» Instructions to follow: Rewrite the items below, replacing every "space-delimited" with "space-separated" and leaving everything else unchanged.

» Records shown:
---

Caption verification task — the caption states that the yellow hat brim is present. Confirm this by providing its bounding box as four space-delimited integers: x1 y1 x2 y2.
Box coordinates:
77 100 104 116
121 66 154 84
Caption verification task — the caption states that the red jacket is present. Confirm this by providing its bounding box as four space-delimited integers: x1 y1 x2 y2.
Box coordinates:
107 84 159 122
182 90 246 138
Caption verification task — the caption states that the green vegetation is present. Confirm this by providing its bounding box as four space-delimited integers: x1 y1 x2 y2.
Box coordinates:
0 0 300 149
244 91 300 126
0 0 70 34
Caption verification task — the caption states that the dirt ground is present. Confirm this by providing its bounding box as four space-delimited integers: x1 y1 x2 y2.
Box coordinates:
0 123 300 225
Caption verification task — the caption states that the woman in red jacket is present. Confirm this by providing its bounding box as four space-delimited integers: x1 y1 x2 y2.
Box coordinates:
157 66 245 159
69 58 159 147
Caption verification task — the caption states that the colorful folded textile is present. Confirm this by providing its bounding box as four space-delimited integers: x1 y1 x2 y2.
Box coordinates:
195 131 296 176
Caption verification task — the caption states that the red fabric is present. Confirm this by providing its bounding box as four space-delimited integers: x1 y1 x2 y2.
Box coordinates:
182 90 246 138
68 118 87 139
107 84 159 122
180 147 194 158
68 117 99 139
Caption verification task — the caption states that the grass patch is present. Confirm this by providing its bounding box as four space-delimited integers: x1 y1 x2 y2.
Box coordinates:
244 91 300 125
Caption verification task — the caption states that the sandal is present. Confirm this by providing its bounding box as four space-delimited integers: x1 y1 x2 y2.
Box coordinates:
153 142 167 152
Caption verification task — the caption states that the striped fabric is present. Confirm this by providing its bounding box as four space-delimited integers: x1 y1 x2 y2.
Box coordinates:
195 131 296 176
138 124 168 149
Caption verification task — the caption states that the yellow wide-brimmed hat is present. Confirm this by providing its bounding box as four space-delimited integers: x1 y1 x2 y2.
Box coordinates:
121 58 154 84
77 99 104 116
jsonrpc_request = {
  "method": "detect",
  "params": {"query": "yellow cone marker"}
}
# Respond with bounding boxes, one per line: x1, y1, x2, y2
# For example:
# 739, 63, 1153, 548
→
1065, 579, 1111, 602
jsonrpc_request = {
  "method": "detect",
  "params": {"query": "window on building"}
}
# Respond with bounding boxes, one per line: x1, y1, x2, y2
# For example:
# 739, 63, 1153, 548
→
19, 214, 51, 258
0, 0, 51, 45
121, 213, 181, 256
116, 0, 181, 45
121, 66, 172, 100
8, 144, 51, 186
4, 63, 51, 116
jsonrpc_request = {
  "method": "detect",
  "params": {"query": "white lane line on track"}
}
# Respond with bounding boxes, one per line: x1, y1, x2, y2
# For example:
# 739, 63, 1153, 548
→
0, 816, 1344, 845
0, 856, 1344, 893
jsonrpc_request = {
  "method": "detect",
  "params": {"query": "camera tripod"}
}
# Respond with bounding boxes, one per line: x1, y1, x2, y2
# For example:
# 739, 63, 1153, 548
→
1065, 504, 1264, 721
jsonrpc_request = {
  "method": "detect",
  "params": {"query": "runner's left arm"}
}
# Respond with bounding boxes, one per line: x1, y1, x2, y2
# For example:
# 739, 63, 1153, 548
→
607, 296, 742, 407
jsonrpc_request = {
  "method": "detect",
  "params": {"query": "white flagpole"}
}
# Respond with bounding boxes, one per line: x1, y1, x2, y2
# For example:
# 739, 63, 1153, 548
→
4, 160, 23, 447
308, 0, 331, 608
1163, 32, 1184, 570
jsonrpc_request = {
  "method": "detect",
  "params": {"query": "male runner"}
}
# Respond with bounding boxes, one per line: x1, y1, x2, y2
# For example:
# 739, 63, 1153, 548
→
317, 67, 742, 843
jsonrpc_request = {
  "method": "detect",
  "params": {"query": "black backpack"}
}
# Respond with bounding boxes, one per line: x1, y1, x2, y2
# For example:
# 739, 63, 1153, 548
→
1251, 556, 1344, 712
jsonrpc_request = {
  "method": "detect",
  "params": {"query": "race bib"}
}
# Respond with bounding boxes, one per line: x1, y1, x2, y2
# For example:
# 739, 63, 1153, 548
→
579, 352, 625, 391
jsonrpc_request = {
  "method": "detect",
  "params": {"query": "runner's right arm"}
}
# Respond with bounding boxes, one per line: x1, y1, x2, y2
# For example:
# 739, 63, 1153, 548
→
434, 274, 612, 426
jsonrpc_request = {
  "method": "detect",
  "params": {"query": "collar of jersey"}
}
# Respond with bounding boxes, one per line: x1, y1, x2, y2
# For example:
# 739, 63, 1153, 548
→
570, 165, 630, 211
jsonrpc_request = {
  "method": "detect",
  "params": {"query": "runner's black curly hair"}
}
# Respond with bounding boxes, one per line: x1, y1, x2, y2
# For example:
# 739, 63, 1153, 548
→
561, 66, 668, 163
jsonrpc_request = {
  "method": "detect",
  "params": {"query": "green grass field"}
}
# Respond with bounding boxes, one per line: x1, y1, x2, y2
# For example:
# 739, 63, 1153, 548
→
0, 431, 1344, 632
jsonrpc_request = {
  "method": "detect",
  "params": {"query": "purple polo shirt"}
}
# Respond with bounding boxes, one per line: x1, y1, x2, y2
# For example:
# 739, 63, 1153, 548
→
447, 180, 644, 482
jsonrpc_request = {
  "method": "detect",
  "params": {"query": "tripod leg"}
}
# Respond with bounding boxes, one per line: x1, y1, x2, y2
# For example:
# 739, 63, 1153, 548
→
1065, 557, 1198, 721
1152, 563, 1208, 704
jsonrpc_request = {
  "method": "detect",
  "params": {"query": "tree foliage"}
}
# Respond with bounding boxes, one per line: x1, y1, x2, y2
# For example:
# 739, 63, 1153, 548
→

---

» Response for this exercise:
Caption verification task — the caption states that the yellow hat brim is present. Confirm this by providing its bounding box as four space-separated integers: x1 y1 x2 y2.
Box coordinates:
77 100 104 116
121 66 154 84
Caption verification task — the caption states that the red jacket is present. Confirm this by providing its bounding box as four space-separated integers: x1 y1 x2 y2.
Box coordinates:
107 84 159 122
182 90 246 138
Caption verification task — the caption states that the green vegetation is present. Confirm this by providing its bounding box as four space-separated integers: x1 y1 x2 y2.
Box coordinates:
0 0 300 149
244 91 300 126
0 0 70 34
Caption verification task — the caption states that the dirt ground is present. Confirm this by providing its bounding box as four space-separated integers: x1 y1 x2 y2.
Box coordinates:
0 123 300 225
Caption verification task — the caption states that the woman in red jacket is present. Confirm this by providing its bounding box as four space-separated integers: x1 y1 x2 y2.
Box coordinates:
157 66 245 159
69 58 159 147
Caption verification task — the caption states that the colorful folded textile is present. Confirm this by providing its bounding box as four space-separated integers: x1 y1 x2 y2.
Box coordinates:
195 131 296 176
Caption verification task — the caption states that the red fabric is present. Confirm this by providing its bounding box as four space-separated integers: x1 y1 x2 y2.
Box coordinates:
182 90 246 138
68 118 87 139
107 84 159 122
180 147 194 158
68 117 99 139
Caption verification task — the caption states that the grass patch is present. Confirm this by providing its bounding box as four space-separated integers: x1 y1 x2 y2.
Box coordinates:
244 91 300 125
Caption verification task — the caption states that the sandal is present. Confirm this by providing its bounding box as four space-separated integers: x1 y1 x2 y2.
Box coordinates:
153 142 167 152
Caption verification task — the caption states that the striped fabric is present. Confirm this by providing its bounding box as four space-separated integers: x1 y1 x2 y2.
Box coordinates:
195 131 296 176
138 124 168 149
Caption verification task — the caption states that the yellow wide-brimmed hat is present. Confirm this by providing its bounding box as four space-separated integers: x1 y1 x2 y2.
Box coordinates:
121 58 154 84
77 99 104 116
jsonrpc_request = {
  "method": "detect",
  "params": {"query": "yellow cone marker"}
}
# Respond with bounding boxes, one per line: x1, y1, x2, y2
# For example:
# 739, 63, 1153, 548
→
1065, 579, 1111, 602
jsonrpc_request = {
  "method": "detect",
  "params": {"query": "window on building"}
}
# Respond with bounding boxes, one per line: x1, y1, x2, y2
# For example:
# 739, 63, 1153, 548
→
19, 214, 51, 258
0, 0, 51, 45
121, 213, 181, 256
116, 0, 181, 45
121, 66, 172, 100
8, 144, 51, 186
4, 63, 51, 116
jsonrpc_request = {
  "method": "detect",
  "params": {"query": "white lane line on track"}
}
# Respond with bounding boxes, one per line: x1, y1, x2, y2
# For example:
# 739, 63, 1153, 548
→
0, 816, 1344, 845
0, 856, 1344, 893
jsonrpc_request = {
  "method": "detect",
  "params": {"query": "camera tripod"}
}
# Respond with bounding boxes, one per line: x1, y1, x2, y2
# For example:
# 739, 63, 1153, 548
→
1065, 504, 1264, 721
jsonrpc_request = {
  "method": "detect",
  "params": {"query": "runner's left arm"}
}
# Respond with bounding boxes, one per line: x1, y1, x2, y2
# For example:
# 739, 63, 1153, 548
→
607, 296, 742, 407
jsonrpc_request = {
  "method": "detect",
  "params": {"query": "white flagpole"}
}
# Respond with bounding boxes, one per line: x1, y1, x2, y2
# For example:
# 739, 63, 1153, 548
→
4, 160, 23, 447
308, 0, 331, 608
1163, 32, 1184, 570
jsonrpc_request = {
  "method": "detect",
  "params": {"query": "male runner"}
}
# Respond with bounding boxes, one per line: x1, y1, x2, y2
# For example:
# 739, 63, 1153, 548
→
317, 67, 742, 843
jsonrpc_request = {
  "method": "detect",
  "params": {"query": "black backpack"}
}
# Respond with bounding boxes, one per line: x1, y1, x2, y2
# For example:
# 739, 63, 1153, 548
→
1251, 556, 1344, 712
jsonrpc_request = {
  "method": "detect",
  "params": {"query": "race bib"}
}
# Respond with bounding boxes, one per line: x1, y1, x2, y2
# For example:
# 739, 63, 1153, 548
→
579, 352, 625, 391
jsonrpc_request = {
  "method": "detect",
  "params": {"query": "runner's right arm"}
}
# Respond with bounding boxes, one per line: x1, y1, x2, y2
# For example:
# 739, 63, 1153, 548
→
434, 274, 612, 426
jsonrpc_request = {
  "method": "detect",
  "params": {"query": "collar of jersey"}
}
# Respond with bounding boxes, one per line: x1, y1, x2, y2
# For example:
# 739, 63, 1153, 548
→
570, 165, 630, 211
jsonrpc_request = {
  "method": "detect",
  "params": {"query": "runner's black curly hair"}
}
# Respond with bounding boxes, one per line: x1, y1, x2, y2
# For example:
# 739, 63, 1153, 548
→
561, 66, 668, 163
jsonrpc_request = {
  "method": "detect",
  "params": {"query": "green grass field"}
}
# Respond with bounding boxes, one per line: x1, y1, x2, y2
# For example:
# 739, 63, 1153, 548
→
0, 431, 1344, 632
jsonrpc_request = {
  "method": "detect",
  "params": {"query": "purple polo shirt"}
}
# Respond with bounding boxes, one per line: x1, y1, x2, y2
# For example:
# 739, 63, 1153, 548
→
447, 180, 644, 482
jsonrpc_request = {
  "method": "detect",
  "params": {"query": "tripod leg"}
}
# Respond with bounding boxes, one per line: x1, y1, x2, y2
# For example:
# 739, 63, 1153, 548
→
1065, 557, 1198, 721
1152, 563, 1208, 704
jsonrpc_request = {
  "method": "detect",
  "params": {"query": "tree foliage"}
}
# Respond with bounding boxes, one per line: x1, y1, x2, y2
# For example:
# 739, 63, 1153, 548
→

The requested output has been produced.